Task description » Repeat each line of the material exactly.
•••••
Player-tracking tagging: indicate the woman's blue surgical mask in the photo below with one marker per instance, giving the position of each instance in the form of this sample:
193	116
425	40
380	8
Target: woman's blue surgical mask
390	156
•••••
Answer to the task »
Player-tracking tagging: indicate the woman's blue surgical mask in the photo below with one marker per instance, giving the position of each instance in the form of this sample:
193	116
425	40
380	8
Target: woman's blue surgical mask
390	156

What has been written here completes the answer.